**TASK TO CARRY OUT:** Give all the data again exactly.

Items from a data source

---+---

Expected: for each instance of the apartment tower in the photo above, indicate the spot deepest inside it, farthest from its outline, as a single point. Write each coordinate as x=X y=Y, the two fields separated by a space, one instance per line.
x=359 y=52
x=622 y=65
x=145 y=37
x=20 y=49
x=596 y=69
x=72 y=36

---+---

**TASK RESPONSE:**
Expected: for each instance of the apartment tower in the photo above, indicate the spot deepest inside it, farthest from its outline, as a single point. Write each coordinate as x=X y=Y, the two fields separated by a space, one instance per line.
x=359 y=52
x=622 y=65
x=145 y=37
x=20 y=49
x=596 y=69
x=72 y=36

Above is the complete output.